YOUR GOAL
Nothing but the lines from the start of the entries through the line containing "x=74, y=772" should appear in the answer, each given exactly.

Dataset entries

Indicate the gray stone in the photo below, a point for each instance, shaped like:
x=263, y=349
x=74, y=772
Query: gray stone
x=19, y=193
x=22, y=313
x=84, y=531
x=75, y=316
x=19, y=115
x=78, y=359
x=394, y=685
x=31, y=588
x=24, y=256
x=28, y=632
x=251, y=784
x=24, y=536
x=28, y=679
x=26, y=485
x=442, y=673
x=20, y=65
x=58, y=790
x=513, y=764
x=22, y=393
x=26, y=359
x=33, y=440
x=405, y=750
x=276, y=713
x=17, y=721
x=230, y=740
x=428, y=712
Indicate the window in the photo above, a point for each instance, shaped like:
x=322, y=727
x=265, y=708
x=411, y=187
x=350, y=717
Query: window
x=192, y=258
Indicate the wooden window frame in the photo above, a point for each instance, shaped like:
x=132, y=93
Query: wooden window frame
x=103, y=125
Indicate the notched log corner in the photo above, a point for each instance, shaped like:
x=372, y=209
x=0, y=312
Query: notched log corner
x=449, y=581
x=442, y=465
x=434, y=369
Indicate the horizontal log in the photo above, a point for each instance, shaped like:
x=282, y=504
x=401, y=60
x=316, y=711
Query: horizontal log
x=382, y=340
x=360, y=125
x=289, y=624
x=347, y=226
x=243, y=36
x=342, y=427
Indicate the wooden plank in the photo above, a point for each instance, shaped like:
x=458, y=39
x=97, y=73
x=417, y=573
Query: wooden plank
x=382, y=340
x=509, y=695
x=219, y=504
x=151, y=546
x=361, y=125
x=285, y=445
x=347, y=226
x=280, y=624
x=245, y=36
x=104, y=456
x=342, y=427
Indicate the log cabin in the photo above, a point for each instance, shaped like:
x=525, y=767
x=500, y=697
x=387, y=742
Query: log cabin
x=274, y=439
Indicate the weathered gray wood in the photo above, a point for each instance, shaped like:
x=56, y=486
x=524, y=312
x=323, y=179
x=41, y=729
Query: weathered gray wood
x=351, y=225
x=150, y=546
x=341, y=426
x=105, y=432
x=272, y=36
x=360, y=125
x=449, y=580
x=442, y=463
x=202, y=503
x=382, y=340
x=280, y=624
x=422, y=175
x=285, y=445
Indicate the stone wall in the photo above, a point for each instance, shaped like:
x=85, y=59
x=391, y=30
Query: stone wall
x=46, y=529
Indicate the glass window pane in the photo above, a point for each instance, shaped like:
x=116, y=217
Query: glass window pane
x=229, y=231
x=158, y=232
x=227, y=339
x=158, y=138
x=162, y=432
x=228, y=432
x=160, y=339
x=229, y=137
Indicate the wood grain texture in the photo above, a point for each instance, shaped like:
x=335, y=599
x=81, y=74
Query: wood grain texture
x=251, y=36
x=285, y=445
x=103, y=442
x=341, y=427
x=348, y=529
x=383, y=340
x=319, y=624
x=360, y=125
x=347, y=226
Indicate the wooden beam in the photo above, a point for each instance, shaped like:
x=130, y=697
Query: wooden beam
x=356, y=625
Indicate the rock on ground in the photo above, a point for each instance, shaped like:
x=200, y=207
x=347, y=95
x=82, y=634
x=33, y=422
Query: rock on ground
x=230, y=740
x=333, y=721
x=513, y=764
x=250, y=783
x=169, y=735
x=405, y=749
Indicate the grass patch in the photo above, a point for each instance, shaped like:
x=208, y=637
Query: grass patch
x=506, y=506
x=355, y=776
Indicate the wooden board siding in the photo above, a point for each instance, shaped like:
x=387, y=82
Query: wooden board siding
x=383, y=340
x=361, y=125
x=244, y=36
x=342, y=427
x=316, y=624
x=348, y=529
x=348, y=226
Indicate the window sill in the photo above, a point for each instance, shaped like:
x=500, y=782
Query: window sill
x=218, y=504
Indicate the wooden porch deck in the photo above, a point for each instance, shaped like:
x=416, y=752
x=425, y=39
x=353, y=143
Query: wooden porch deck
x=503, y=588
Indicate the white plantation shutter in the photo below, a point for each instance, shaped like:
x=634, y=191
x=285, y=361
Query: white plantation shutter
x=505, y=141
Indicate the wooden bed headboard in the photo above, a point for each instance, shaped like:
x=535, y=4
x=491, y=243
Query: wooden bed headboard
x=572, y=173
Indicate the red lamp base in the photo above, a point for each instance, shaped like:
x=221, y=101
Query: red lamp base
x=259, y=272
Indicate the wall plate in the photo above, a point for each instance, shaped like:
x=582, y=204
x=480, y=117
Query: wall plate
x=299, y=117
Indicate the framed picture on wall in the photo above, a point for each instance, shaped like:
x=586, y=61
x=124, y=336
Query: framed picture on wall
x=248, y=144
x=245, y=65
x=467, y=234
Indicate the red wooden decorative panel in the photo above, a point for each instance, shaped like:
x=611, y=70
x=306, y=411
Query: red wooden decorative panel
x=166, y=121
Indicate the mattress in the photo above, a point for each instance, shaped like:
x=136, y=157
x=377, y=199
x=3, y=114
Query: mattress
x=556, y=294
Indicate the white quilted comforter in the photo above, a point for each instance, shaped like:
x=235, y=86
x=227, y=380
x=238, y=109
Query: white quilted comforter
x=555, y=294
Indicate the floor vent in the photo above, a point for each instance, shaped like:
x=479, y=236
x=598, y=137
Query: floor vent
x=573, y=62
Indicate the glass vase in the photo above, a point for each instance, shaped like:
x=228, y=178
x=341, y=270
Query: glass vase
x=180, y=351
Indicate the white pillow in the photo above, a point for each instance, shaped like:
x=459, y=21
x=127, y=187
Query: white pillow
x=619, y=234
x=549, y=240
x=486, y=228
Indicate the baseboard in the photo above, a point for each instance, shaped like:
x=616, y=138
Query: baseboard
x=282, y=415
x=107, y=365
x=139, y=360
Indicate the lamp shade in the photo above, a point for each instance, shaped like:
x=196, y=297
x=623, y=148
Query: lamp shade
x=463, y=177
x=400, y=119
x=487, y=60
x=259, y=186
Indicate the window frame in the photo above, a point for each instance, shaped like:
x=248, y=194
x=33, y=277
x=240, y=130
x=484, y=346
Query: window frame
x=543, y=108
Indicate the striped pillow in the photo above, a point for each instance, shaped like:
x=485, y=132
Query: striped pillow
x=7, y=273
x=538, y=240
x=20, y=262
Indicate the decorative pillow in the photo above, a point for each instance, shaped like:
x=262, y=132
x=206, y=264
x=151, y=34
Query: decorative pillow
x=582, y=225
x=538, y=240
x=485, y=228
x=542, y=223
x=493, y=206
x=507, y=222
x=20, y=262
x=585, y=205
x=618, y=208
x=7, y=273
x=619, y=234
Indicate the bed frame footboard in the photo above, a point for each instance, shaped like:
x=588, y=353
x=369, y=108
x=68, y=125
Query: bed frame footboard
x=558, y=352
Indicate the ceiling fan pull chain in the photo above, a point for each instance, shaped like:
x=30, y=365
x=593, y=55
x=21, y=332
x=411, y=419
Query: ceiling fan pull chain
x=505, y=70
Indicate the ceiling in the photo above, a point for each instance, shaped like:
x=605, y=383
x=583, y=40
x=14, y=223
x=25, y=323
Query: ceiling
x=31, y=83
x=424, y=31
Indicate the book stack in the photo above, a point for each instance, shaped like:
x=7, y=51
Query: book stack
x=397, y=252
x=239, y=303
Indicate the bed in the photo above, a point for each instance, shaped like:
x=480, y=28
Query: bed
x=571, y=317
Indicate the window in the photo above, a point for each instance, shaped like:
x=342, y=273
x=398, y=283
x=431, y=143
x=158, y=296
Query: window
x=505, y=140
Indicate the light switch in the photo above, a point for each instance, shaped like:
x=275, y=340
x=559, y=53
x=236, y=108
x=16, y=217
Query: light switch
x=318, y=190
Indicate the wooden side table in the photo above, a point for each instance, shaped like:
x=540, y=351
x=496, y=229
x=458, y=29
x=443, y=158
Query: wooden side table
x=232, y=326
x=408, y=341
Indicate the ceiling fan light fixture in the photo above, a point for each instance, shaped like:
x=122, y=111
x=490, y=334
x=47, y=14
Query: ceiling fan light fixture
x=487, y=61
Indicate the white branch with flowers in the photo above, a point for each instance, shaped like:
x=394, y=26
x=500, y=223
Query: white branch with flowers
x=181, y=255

EXERCISE RESULT
Indicate the gray stone in the photo below, a point for each instance, shaped like:
x=263, y=349
x=74, y=772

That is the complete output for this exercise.